* [Goal of the exercise]
Copy out, character for character, the lines below, beginning with the line that contains "target | background player in green shirt" and continuing through the line that contains "x=322, y=154", with both of those lines included.

------------------------------------------------------------

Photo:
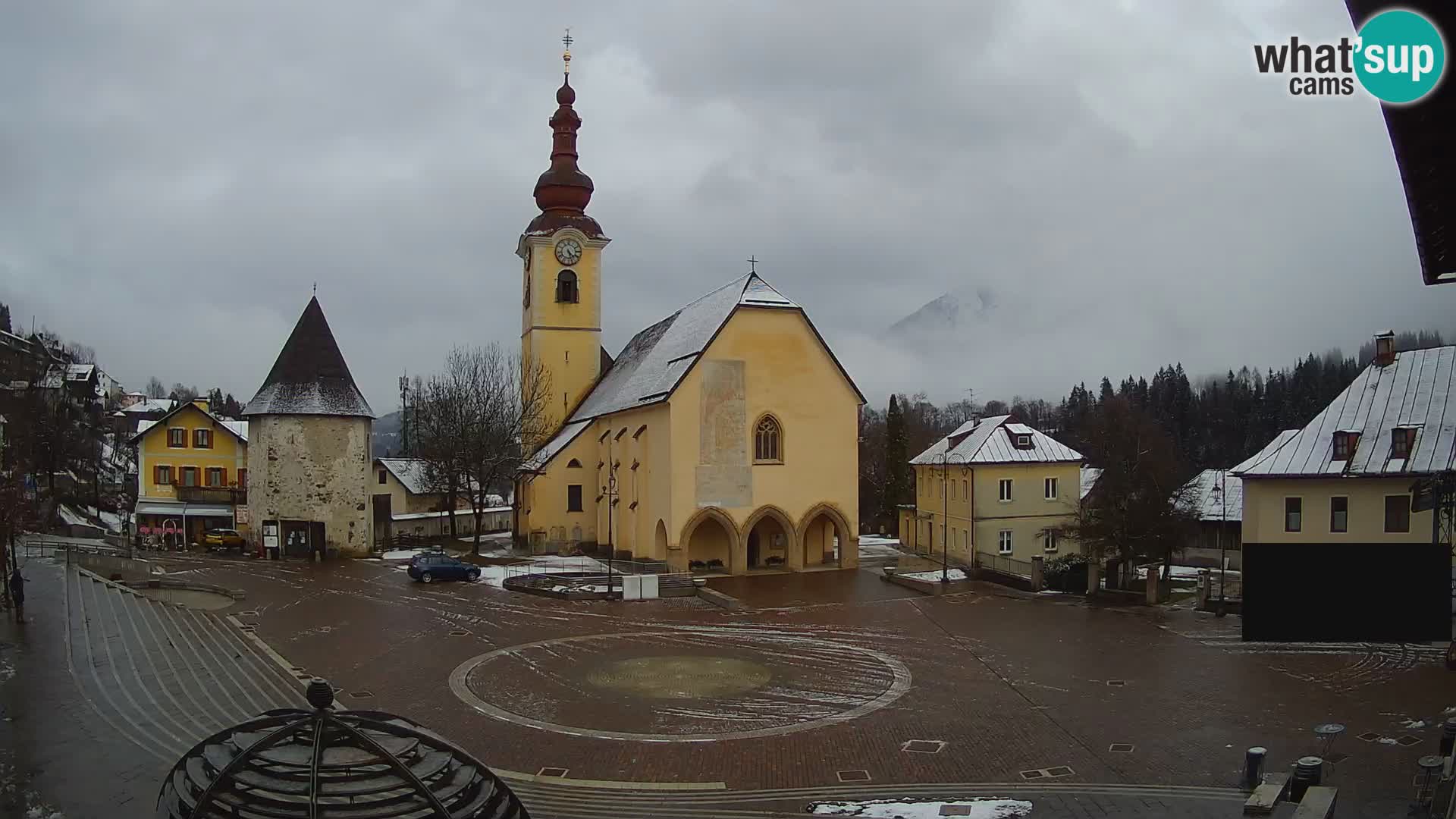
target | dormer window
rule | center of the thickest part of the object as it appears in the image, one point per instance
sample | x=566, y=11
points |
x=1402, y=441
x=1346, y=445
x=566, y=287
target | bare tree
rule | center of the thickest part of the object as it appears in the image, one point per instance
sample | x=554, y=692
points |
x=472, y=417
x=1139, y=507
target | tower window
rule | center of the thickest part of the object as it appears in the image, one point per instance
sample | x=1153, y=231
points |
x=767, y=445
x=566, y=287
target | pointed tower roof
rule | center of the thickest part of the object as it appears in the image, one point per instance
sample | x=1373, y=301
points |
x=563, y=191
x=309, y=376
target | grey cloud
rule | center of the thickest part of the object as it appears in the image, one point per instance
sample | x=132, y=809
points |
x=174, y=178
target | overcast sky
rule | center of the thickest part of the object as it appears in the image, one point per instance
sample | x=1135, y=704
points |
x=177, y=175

------------------------------------------------------------

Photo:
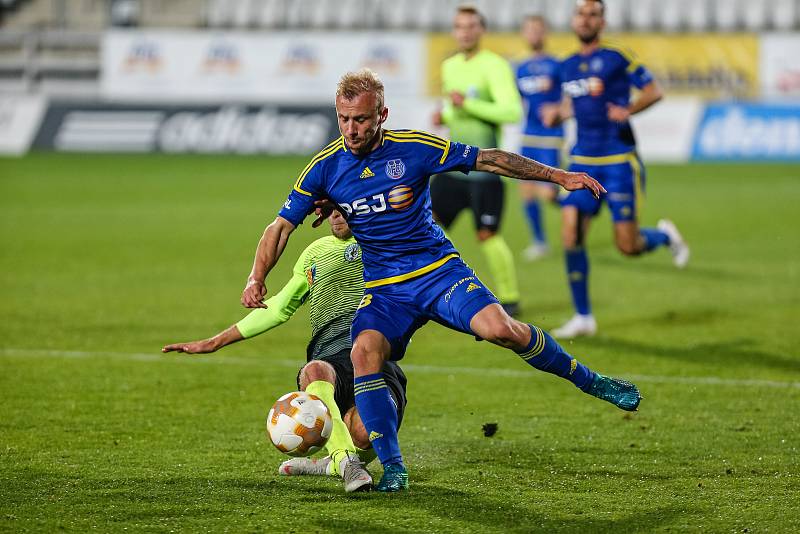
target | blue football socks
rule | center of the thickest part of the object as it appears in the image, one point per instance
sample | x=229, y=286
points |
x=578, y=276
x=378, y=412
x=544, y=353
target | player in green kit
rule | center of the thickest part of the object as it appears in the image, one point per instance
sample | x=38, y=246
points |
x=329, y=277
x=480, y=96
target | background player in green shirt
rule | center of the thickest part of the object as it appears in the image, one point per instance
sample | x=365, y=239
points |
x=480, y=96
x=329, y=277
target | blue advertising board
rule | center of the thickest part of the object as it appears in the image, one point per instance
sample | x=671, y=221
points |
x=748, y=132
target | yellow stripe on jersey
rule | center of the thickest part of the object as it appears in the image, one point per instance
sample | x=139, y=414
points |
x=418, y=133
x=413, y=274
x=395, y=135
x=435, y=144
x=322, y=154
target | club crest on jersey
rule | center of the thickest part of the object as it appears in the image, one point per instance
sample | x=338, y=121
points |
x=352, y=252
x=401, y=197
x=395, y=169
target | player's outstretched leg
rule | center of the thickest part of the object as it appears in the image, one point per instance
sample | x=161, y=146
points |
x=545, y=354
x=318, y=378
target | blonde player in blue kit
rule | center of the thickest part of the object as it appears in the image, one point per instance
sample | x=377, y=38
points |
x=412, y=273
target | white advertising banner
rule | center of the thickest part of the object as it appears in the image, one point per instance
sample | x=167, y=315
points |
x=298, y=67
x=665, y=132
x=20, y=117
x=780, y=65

------------------------------------------------------------

* [Answer to this exercise]
target | background player in green shirt
rule | center of the thickest part of the object as it appears in the image, one point per instance
sample | x=365, y=239
points |
x=480, y=96
x=329, y=277
target | blue advertising board
rule | center of the thickest part of the object as it appears in the image, one point per instance
sample | x=671, y=221
points |
x=748, y=132
target | yellow stripe on jersey
rule | center of the thickest part of the object as it appears in the image, one point per instance
sample | x=139, y=414
points |
x=418, y=133
x=413, y=274
x=395, y=135
x=435, y=144
x=322, y=154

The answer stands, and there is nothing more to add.